** Opening DATA TO USE block **

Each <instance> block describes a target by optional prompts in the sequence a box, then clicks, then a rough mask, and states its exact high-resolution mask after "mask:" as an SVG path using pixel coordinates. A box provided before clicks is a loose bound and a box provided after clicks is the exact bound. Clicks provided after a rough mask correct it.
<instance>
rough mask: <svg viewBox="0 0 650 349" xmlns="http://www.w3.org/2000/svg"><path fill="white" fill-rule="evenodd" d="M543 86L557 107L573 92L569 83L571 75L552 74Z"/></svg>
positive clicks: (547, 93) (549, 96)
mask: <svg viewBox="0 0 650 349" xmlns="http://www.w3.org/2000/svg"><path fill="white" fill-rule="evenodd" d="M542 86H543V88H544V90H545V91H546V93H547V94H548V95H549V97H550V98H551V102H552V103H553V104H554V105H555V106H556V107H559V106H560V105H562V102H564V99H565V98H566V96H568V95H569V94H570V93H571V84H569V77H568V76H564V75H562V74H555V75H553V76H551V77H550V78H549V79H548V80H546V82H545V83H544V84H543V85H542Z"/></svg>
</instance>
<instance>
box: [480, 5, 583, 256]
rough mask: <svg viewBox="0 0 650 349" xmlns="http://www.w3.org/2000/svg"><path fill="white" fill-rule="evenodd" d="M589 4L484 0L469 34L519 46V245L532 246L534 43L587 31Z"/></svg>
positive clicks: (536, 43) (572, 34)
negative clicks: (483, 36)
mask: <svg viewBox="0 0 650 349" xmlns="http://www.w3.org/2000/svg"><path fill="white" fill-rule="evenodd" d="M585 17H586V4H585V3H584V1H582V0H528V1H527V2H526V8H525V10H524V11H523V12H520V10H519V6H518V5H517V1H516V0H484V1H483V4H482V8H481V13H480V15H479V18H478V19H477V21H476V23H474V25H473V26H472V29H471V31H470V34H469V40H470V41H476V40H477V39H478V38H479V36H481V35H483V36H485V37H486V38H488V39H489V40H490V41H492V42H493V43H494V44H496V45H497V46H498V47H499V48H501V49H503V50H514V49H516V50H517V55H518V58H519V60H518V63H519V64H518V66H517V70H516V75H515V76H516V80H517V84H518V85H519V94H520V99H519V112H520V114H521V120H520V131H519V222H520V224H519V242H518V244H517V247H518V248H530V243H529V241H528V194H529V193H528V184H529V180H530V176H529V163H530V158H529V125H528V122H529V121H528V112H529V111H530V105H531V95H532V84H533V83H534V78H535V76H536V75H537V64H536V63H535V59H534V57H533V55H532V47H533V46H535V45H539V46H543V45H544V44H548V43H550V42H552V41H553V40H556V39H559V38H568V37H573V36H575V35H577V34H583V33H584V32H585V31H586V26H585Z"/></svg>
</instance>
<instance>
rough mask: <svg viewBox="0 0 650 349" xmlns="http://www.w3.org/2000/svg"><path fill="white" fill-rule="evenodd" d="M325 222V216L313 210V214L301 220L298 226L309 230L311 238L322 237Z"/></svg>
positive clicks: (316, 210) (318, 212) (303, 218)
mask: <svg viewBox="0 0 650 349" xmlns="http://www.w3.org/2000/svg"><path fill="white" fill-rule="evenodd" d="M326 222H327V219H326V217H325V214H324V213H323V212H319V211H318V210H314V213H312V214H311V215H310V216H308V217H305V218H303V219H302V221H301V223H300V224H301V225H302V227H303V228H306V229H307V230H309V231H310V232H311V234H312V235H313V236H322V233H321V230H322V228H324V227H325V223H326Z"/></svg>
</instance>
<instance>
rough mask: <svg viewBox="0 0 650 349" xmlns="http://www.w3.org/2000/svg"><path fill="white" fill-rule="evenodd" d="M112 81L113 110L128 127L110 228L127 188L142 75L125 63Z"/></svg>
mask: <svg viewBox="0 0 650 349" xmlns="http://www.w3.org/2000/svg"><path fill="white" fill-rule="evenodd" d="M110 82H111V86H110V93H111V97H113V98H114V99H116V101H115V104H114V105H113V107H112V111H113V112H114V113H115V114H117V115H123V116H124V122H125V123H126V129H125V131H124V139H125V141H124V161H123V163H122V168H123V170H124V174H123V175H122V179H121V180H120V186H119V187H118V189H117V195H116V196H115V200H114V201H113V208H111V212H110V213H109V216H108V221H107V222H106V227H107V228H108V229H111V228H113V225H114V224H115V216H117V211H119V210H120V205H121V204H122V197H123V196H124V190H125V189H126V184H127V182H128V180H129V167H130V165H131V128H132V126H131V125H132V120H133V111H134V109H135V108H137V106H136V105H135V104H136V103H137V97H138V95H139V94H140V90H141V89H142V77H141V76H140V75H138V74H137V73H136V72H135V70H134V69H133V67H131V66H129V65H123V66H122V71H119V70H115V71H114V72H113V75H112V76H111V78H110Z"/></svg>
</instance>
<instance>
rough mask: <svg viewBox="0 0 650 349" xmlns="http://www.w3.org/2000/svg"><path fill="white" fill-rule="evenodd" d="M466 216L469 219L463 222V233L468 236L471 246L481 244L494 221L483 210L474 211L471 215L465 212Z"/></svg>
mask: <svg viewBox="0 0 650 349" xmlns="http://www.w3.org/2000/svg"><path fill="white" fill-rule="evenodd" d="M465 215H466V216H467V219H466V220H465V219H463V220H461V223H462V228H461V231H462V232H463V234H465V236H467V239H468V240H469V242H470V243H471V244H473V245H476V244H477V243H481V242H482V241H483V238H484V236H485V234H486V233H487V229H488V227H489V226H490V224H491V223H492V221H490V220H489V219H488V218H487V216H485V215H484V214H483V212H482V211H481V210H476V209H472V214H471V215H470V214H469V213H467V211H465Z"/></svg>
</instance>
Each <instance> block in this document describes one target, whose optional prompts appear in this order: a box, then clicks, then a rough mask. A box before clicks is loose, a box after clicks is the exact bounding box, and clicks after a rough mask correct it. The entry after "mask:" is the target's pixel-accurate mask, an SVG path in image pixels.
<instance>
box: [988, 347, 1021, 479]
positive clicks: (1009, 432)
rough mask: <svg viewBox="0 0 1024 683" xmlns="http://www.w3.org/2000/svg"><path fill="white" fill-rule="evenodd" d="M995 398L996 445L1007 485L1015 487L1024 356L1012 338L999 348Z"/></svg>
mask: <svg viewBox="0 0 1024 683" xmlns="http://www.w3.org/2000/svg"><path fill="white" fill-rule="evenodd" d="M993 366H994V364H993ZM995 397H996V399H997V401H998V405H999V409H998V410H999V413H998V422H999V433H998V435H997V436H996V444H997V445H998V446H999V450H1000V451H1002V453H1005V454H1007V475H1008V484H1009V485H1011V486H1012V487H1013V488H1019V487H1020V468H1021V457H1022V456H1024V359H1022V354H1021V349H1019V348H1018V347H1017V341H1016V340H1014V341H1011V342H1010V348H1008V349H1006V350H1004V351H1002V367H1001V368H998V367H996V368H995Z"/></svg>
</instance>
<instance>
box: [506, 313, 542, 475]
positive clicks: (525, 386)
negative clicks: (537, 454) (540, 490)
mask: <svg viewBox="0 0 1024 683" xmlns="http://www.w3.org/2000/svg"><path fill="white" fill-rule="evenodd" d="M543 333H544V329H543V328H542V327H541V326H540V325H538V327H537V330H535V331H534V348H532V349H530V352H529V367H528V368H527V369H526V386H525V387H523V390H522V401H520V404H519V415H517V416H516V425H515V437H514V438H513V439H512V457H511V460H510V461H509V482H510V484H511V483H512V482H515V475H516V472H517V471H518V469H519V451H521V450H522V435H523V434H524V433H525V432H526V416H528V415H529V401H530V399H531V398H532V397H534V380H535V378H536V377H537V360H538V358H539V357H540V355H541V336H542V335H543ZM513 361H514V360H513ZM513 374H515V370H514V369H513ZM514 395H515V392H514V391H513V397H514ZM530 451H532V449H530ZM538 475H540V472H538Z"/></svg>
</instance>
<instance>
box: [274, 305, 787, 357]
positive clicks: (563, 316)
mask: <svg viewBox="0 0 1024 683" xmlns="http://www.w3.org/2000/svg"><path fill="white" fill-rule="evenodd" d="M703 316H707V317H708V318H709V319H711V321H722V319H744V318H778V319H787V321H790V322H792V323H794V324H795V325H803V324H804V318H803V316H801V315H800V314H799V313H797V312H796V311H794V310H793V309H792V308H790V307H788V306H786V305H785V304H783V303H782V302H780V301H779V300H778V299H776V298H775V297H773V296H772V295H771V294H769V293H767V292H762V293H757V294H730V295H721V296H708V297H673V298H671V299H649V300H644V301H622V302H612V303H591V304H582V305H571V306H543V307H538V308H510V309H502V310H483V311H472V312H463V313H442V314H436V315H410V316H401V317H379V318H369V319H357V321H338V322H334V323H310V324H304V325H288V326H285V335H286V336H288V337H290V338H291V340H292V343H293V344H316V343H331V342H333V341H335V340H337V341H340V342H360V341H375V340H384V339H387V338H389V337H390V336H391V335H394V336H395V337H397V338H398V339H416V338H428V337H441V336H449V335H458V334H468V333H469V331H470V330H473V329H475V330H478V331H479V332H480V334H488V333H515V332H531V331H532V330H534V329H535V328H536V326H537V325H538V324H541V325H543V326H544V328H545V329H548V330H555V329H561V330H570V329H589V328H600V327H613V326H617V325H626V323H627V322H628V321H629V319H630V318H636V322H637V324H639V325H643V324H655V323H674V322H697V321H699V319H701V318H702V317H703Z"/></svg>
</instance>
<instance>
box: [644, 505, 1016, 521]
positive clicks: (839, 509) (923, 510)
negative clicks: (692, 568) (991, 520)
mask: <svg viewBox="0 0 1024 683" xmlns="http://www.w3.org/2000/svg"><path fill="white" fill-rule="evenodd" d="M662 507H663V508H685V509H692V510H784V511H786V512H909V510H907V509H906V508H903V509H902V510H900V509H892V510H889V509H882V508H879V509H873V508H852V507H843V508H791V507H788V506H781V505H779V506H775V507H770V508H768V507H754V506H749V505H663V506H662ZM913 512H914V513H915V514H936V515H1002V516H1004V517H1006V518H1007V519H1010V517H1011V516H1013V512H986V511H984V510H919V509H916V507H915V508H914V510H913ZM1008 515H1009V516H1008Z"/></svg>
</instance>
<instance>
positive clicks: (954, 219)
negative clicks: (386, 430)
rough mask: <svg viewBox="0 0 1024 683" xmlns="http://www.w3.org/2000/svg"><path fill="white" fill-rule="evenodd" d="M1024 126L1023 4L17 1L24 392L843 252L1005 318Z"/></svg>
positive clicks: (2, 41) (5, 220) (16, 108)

** Closing DATA TO USE block **

EXERCISE DIRECTIONS
Up to and including the line with "86L557 107L573 92L569", please return the records exactly, beginning from their first line.

RESULT OF THE EXERCISE
Each <instance> block describes a target by optional prompts in the sequence a box, then clicks, then a rough mask, and states its exact high-resolution mask after "mask:" as an SVG path using pixel coordinates. A box provided before clicks is a loose bound and a box provided after clicks is the exact bound. Clicks provided after a rough mask correct it.
<instance>
rough mask: <svg viewBox="0 0 650 349" xmlns="http://www.w3.org/2000/svg"><path fill="white" fill-rule="evenodd" d="M543 86L557 107L573 92L569 83L571 75L552 74Z"/></svg>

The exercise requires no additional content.